**Фрагмент текста**

Нет, природа ставит свои эксперименты бесцельно: в беспрерывном сплетении взаимодействий — ее жизнь, ее история. А все эти взаимодействия — как бы акты измерений. Всевозможнейших, всесторонних измерений, о каких физики могут только мечтать. Разве существенно, что никто не ведет при этом лабораторного дневника?
В рабочей части любого прибора не происходит ничего сверх того, что имеет место в самой природе. Измерение вправе носить две фабричные марки: «Сделано в лаборатории» и «Совершено в микромире». И потому квантовая механика вовсе не «приборная физика», а настоящая «природная физика». Оставим философские тонкости, а заодно и грубости, которых столько наслушались ученые-атомники со стороны идеалистов и со стороны мнимых материалистов. Поймем, вслед за Максом Планком, что непрошеный гость — квант действия со своей «каморкой неточностей» — появляется на сцене познания только потому, что его уполномочивает на это природа! В лаборатории он — таинственный посол из реального мира, а в реальном мире — обыкновеннейший гражданин.
В измерениях с маркой «Сделано в лабораторий» — неустранимые неточности.
В измерениях с маркой «Совершено в природе» — неустранимые неопределенности.
Не стоит даже говорить, что первые — порождение вторых. Это просто одно и то же! Но лучше не называть закон Гейзенберга «соотношением неточностей»: это возбуждает напрасные сомнения — сомнения в объективной ценности завоеванных квантовой механикой знаний.
Наш известный теоретик академик Владимир Александрович Фок, как и многие другие физики, именно потому и предостерегает от словоупотребления — «соотношение неточностей». А он — один из заслуженных ветеранов квантовой механики и участник многих философских схваток вокруг проблем новой науки. Его предостережение звучит как голос с поля боя. В настаивании на лабораторных неточностях вместо обсуждения неопределенностей в самом микромире ему слышится отголосок давно пройденной поры, когда часто еще думали, что импульс и координата электрона «на самом деле» всегда имеют определенные значения и лишь «по какому-то капризу природы не наблюдаемы одновременно».
Разговор о неточностях в этом рассказе был вынужденным: надо же было воочию убедиться, что неопределенности действительно неустранимы, но что между ними есть закономерная связь. А теперь уже ясно, что природа не капризничает в лабораториях, но обнаруживает там свои законы. Соотношение неопределенностей, или принцип неопределенности Гейзенберга, — один из таких фундаментальных законов природы.
Своим существованием и своей универсальной важностью он обязан коренному свойству материи — ее двойственности: волнообразности элементарных частиц. Тут истоки всего.

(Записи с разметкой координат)
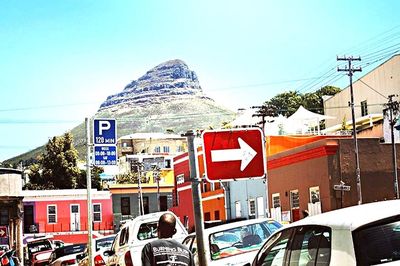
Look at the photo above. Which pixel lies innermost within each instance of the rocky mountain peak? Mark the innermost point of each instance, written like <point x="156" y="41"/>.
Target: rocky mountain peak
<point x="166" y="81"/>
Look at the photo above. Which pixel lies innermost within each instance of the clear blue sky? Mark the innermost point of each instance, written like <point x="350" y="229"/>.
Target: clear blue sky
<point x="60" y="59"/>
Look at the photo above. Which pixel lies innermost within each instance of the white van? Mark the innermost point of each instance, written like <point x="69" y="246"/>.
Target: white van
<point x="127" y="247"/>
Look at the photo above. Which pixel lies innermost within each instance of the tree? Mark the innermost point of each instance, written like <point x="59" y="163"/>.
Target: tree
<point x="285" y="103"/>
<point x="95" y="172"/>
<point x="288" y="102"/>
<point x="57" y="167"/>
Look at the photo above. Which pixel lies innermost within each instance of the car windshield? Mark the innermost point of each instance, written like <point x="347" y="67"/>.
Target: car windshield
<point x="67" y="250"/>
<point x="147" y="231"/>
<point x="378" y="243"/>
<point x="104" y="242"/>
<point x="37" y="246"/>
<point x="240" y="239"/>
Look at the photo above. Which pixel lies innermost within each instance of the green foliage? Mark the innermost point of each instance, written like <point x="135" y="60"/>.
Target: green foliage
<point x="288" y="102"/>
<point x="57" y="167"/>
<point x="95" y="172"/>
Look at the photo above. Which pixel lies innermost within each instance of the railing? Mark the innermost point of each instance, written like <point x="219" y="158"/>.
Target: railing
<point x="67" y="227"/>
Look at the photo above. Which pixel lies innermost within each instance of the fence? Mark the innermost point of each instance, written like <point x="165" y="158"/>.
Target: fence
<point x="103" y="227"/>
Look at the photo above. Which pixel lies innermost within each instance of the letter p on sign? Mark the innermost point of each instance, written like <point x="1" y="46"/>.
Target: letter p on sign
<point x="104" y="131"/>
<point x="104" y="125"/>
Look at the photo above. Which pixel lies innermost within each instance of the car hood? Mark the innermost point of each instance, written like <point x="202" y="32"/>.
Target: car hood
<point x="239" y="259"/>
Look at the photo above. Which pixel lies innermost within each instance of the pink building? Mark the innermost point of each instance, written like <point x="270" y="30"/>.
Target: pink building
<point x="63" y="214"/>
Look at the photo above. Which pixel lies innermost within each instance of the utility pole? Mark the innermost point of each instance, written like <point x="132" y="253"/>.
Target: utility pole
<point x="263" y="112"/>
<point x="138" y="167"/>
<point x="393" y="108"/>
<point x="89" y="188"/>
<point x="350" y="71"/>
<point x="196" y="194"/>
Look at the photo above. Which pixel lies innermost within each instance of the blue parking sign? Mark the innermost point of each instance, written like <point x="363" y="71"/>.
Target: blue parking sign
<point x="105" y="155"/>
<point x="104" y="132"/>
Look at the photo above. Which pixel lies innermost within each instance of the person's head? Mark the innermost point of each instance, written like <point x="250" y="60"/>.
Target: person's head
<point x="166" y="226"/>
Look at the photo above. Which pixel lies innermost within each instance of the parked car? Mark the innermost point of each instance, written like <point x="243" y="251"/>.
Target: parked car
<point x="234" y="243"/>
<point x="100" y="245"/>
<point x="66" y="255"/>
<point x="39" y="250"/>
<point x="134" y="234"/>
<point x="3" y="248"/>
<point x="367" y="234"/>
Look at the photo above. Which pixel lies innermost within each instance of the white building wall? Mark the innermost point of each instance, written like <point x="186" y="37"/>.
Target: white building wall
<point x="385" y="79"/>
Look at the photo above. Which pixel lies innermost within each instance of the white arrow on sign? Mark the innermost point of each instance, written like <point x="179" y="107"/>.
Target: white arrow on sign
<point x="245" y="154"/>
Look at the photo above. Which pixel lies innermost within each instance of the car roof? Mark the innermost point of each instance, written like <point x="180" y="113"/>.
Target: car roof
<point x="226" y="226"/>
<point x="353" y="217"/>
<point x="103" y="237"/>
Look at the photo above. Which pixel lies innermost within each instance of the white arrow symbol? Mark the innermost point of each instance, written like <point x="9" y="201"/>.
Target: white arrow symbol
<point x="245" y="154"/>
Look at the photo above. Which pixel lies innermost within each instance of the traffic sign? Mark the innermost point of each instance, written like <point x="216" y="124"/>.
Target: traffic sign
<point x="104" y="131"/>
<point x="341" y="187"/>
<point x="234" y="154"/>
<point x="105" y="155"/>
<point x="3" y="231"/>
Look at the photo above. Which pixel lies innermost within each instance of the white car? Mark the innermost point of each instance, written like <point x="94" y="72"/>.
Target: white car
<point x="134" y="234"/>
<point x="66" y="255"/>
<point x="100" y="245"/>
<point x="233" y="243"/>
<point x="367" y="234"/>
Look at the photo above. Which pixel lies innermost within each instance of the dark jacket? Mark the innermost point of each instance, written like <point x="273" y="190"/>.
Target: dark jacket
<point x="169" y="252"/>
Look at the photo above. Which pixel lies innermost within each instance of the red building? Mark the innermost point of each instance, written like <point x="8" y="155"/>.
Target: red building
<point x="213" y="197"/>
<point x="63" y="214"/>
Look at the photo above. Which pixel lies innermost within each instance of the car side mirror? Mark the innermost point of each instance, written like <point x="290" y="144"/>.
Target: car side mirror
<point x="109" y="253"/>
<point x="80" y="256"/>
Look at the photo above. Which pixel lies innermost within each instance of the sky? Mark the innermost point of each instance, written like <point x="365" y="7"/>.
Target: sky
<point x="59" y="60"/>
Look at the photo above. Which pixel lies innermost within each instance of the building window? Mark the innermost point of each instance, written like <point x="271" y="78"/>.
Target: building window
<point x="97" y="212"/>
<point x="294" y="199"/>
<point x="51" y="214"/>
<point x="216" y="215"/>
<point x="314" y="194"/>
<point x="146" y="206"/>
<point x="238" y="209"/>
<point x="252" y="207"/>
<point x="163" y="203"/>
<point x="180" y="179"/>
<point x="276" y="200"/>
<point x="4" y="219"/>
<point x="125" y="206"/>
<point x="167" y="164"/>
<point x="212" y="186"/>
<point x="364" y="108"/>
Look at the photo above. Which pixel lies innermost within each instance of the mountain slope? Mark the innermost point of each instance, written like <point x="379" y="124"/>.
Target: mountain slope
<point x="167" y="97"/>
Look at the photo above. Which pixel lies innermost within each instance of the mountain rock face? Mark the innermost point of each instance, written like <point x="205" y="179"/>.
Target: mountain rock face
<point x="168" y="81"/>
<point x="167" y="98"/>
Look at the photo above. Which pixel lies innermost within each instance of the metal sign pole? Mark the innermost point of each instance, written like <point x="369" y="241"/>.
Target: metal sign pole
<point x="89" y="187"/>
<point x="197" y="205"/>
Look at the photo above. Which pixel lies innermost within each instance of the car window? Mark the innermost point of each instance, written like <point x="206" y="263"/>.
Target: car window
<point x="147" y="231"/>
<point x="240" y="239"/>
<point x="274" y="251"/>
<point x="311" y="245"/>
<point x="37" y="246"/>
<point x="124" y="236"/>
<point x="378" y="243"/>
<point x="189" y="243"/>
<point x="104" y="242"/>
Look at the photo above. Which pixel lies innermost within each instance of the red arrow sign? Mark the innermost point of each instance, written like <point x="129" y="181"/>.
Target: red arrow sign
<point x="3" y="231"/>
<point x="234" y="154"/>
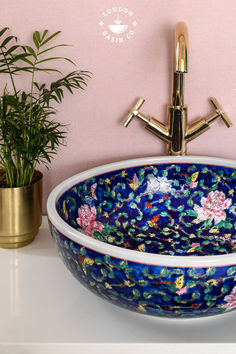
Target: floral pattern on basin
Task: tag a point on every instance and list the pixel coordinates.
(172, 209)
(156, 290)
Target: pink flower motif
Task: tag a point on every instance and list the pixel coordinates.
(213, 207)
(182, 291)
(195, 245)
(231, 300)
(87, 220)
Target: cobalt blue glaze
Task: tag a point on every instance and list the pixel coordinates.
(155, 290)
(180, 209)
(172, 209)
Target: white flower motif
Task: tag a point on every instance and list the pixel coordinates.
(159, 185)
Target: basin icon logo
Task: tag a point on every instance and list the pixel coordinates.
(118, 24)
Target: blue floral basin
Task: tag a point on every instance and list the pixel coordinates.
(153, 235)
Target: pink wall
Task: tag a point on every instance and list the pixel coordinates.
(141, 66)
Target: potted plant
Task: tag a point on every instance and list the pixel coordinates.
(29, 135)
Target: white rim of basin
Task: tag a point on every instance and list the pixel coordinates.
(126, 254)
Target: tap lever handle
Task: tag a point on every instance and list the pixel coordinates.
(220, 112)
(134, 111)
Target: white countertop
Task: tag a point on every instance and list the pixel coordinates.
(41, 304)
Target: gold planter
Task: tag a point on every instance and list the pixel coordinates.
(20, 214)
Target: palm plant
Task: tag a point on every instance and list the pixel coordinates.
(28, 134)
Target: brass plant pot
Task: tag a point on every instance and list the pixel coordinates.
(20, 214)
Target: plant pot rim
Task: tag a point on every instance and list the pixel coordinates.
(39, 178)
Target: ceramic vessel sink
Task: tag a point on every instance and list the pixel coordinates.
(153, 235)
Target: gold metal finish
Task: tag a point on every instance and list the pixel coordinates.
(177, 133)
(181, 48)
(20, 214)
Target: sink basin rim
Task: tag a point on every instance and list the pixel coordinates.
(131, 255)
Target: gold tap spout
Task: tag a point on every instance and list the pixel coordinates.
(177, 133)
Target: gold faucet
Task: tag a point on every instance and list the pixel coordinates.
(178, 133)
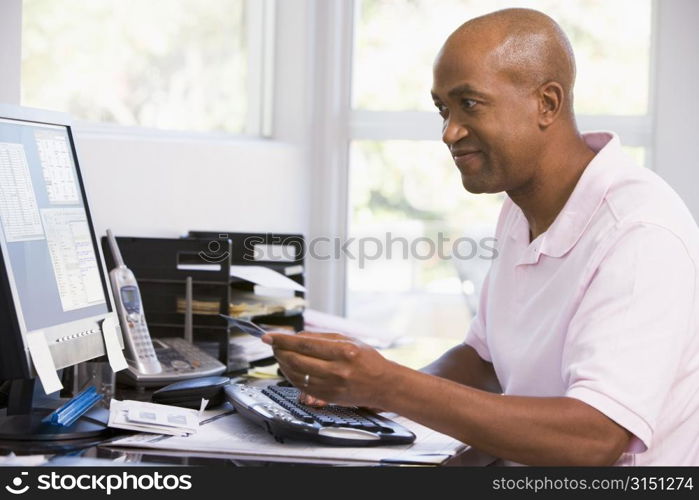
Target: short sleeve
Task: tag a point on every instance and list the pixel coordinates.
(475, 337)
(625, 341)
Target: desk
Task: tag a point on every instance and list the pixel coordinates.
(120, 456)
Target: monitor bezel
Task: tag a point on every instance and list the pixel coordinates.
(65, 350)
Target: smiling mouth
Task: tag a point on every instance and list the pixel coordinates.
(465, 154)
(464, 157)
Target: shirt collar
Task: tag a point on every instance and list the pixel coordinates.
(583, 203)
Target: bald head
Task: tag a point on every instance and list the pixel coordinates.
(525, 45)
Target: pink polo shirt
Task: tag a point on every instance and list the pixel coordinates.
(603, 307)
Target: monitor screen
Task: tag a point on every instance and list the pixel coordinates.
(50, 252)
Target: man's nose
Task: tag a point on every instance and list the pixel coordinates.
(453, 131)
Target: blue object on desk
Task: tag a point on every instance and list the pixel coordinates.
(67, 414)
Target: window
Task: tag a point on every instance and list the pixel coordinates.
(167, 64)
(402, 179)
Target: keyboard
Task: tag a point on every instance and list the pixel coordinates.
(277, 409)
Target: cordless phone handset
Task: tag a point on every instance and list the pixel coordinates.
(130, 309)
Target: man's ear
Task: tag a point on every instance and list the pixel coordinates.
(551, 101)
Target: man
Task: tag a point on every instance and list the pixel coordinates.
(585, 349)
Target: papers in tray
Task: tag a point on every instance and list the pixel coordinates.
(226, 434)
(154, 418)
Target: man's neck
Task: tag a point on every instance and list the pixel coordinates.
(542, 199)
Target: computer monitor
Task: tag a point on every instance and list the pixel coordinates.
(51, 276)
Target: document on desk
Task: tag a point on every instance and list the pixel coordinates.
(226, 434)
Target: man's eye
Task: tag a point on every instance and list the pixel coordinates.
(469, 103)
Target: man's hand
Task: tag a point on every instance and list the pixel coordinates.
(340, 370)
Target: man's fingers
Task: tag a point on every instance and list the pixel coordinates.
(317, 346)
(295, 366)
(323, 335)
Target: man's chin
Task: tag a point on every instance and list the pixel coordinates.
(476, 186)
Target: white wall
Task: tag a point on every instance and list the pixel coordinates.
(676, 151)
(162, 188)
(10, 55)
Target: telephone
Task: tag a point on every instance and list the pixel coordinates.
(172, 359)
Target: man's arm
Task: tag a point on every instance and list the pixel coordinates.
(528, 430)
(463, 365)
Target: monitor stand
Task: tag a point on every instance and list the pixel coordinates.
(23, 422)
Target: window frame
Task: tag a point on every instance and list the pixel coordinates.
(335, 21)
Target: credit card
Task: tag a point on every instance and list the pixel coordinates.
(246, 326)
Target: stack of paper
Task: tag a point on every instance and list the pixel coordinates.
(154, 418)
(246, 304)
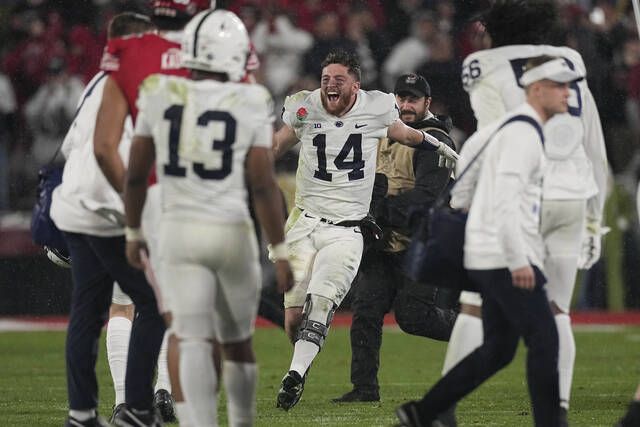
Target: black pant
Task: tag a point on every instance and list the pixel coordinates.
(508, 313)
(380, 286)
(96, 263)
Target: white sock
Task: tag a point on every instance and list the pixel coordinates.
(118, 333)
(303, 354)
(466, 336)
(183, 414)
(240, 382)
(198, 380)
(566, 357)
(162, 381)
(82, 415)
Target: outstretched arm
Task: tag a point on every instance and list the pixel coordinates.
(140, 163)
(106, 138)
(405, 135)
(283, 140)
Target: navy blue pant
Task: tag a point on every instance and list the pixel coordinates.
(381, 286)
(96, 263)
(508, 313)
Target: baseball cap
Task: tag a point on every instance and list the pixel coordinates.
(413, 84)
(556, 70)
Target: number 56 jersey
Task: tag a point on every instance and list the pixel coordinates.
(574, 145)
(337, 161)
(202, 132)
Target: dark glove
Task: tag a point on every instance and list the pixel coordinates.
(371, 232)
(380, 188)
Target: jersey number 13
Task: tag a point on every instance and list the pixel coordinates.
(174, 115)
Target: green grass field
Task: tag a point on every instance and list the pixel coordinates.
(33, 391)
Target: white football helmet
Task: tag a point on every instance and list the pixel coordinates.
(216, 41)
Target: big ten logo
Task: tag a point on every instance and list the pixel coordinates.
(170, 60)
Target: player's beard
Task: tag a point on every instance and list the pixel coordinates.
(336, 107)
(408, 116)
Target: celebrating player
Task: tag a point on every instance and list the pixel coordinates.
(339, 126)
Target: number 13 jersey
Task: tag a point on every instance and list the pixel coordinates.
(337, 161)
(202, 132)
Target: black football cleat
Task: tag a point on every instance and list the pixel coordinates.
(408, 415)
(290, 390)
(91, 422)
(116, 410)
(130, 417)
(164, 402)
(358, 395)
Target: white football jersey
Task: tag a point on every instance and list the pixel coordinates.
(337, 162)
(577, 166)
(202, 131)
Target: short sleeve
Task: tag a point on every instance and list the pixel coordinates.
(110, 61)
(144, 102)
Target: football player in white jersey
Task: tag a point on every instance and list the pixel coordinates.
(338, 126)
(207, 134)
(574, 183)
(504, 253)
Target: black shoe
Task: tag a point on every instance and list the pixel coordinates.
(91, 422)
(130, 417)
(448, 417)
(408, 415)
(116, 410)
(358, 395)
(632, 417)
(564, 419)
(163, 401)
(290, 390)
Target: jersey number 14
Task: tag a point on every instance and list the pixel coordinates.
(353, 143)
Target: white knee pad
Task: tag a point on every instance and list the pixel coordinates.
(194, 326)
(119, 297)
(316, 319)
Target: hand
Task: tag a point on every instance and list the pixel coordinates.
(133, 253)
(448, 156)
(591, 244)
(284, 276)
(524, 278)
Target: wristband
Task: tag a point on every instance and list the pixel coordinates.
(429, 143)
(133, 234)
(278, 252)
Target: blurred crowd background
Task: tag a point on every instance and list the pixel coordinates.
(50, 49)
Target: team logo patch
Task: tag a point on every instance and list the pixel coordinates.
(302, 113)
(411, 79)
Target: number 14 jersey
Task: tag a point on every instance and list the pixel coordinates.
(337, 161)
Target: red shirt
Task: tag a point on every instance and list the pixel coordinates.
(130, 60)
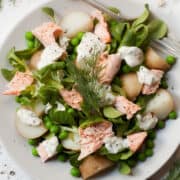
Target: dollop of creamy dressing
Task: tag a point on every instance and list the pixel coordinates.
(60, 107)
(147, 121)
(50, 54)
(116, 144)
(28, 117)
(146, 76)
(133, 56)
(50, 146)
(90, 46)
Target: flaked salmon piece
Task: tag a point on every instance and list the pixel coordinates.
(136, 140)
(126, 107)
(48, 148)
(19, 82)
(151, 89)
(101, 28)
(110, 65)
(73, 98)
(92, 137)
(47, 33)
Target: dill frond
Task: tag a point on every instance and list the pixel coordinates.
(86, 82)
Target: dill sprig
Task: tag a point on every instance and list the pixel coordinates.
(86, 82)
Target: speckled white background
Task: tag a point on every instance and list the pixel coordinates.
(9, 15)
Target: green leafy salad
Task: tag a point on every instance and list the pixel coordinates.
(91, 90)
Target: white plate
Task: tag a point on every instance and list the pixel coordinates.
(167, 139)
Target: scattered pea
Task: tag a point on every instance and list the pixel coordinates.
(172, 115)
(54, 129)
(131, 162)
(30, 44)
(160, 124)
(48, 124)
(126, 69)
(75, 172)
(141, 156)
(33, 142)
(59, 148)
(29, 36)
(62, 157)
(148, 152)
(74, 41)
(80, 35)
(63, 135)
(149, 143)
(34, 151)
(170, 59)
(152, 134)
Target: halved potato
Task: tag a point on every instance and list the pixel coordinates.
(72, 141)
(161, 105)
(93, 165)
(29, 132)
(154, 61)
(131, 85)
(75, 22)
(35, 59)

**Что сделать**
(A) Выпишите из текста о принципе неопределенности отрывок, начиная со слов «Разговор о неточностях» и до слов «фундаментальных законов природы.» включительно.
(B) Обновите строки данных, начиная со строки с «Target: white plate» и до последней строки данных: замените «list the pixel coordinates» на «give the pixel coordinates», а всё остальное оставьте без изменений. Приведите только эти строки.

**Ответы**
(A)
Разговор о неточностях в этом рассказе был вынужденным: надо же было воочию убедиться, что неопределенности действительно неустранимы, но что между ними есть закономерная связь. А теперь уже ясно, что природа не капризничает в лабораториях, но обнаруживает там свои законы. Соотношение неопределенностей, или принцип неопределенности Гейзенберга, — один из таких фундаментальных законов природы.

(B)
Target: white plate
Task: tag a point on every instance and give the pixel coordinates.
(167, 139)
Target: scattered pea
Task: tag a point on every instance and give the pixel coordinates.
(172, 115)
(54, 129)
(131, 162)
(30, 44)
(160, 124)
(48, 124)
(126, 69)
(75, 172)
(141, 156)
(33, 142)
(59, 148)
(29, 36)
(62, 157)
(148, 152)
(74, 41)
(80, 35)
(63, 135)
(149, 143)
(34, 151)
(170, 59)
(152, 134)
Target: halved potato
Task: tag a point on every instance and give the pixel coordinates.
(72, 141)
(161, 105)
(93, 165)
(29, 132)
(154, 61)
(131, 85)
(75, 22)
(35, 59)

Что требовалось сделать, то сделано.